THE BLOG

An Afghan's Journey to Europe

07/06/2016 12:11 | Updated 07 June 2016

Shah is 31 and has perfectly groomed curly hair, with striking red highlights, no doubt a product of the many expert barber shops in the Calais refugee camp, known as the 'Jungle'.

Shah worked for the US army in Afghanistan, a common story among Afghans in the camp. He was a tank driver and transported fuel from Jalabad to various American army bases around the country. One day while driving fuel with his younger brother, he was stopped at a checkpoint controlled by Taliban members. They demanded that he carried a box for them to friends they had at another check point, near to an American base. To get him to agree to this deal, they took his brother hostage.

Later, passing through a government-controlled check point, the box full of ammunition was discovered and he was arrested. When tortured and beaten, he explained that he had been blackmailed by members of the Taliban controlling one of the checkpoints. In response, his interrogators directed troops to the checkpoint he had described, where men were killed on both sides.

When the Taliban found out that it was the tank driver who had leaked information regarding their position, they killed Shah's younger brother.

Shah's family was distraught and blamed him for putting them all at risk by working for the American army. In disgrace, and faced with continual threats from the Taliban, Shah sold some property to pay people smugglers $10,000 to take him to Europe.

After three months of constant travelling, mostly by foot, or hidden in freezing containers in trucks, Shah arrived in Germany.

"I stayed in Germany for five months. But, the German refugee process is very long; it's 5 years, 6 years, before they are giving you paper to take your family from Afghanistan". Instead, Shah plans to seek Asylum in France.

"I am going to save my life, whether it's France or the UK - it doesn't matter for me."

But he doesn't like the Calais camp or the way he is treated there.

"99 percent in the jungle are the same as you. But the people outside are thinking something else about us, they're thinking that we are not human, we are something else. They are scared of us, but we are humans, we have the same heart like you, the same dreams, the same hopes."

┄┄┄┄┄┄┄┄┄┄┄┄┄┄┄┄┄┄┄┄

Assigned task A ->
Answer these questions using the blog post:
(i) What job did Shah do for the US army?
(ii) How much did Shah pay people smugglers to take him to Europe?
(iii) How long did Shah stay in Germany?
Assigned task B ->
Turn the paragraph of the blog post that begins "Shah worked for the US army" into a short bulleted list that keeps its main facts.

┄┄┄┄┄┄┄┄┄┄┄┄┄┄┄┄┄┄┄┄

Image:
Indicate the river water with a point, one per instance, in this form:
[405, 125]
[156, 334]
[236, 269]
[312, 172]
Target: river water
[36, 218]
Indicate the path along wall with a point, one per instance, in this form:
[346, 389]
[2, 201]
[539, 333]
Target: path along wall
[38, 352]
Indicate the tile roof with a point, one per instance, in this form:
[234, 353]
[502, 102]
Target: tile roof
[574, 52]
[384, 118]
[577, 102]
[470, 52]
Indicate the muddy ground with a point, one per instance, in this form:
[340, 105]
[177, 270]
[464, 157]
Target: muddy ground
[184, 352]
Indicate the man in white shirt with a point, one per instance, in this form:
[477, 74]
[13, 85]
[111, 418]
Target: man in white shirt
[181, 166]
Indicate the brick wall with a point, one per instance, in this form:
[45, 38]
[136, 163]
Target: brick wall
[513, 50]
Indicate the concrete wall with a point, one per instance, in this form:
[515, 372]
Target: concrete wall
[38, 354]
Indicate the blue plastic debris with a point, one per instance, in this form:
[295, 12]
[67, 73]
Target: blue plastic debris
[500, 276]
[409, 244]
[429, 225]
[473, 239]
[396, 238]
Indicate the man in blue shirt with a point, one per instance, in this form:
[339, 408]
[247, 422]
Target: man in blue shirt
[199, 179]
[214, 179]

┄┄┄┄┄┄┄┄┄┄┄┄┄┄┄┄┄┄┄┄

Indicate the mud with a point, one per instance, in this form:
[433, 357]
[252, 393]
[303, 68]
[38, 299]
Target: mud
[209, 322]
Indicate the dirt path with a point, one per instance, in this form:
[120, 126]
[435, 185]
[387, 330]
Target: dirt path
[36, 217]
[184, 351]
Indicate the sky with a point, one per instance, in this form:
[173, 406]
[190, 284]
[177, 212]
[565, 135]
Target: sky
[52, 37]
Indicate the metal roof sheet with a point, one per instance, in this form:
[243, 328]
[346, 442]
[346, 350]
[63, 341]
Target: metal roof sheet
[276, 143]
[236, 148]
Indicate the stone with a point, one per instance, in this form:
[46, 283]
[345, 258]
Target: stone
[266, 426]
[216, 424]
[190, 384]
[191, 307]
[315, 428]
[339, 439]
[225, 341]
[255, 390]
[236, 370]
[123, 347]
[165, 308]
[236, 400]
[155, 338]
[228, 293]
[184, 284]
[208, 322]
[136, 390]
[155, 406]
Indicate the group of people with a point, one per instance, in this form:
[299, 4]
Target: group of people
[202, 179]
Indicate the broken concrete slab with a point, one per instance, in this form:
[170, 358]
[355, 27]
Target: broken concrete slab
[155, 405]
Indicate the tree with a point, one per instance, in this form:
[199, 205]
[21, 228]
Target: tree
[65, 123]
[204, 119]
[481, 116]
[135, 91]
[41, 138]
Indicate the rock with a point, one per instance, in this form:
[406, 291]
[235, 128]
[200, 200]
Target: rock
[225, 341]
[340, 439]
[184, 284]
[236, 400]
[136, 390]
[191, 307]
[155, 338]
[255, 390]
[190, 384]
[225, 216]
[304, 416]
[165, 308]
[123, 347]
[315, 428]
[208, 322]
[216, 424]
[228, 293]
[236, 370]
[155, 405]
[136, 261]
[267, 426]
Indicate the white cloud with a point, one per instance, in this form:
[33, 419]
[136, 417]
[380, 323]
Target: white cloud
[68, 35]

┄┄┄┄┄┄┄┄┄┄┄┄┄┄┄┄┄┄┄┄

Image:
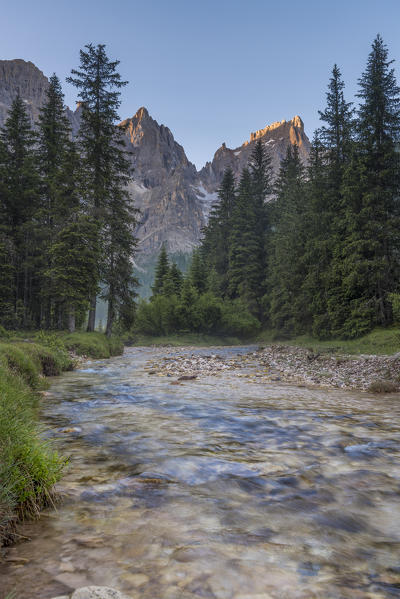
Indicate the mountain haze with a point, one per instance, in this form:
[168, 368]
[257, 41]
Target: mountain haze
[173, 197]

┄┄┄┄┄┄┄┄┄┄┄┄┄┄┄┄┄┄┄┄

Answer section A ->
(i) He was a tank driver who transported fuel from Jalabad to American army bases.
(ii) $10,000.
(iii) Five months.

Answer section B ->
- Shah worked for the US army in Afghanistan, as many Afghans in the camp did.
- He was a tank driver carrying fuel from Jalabad to American bases around the country.
- While driving fuel with his younger brother, he was stopped at a Taliban-controlled checkpoint.
- The Taliban demanded he carry a box to their friends at another checkpoint near an American base.
- To force him to agree, they took his brother hostage.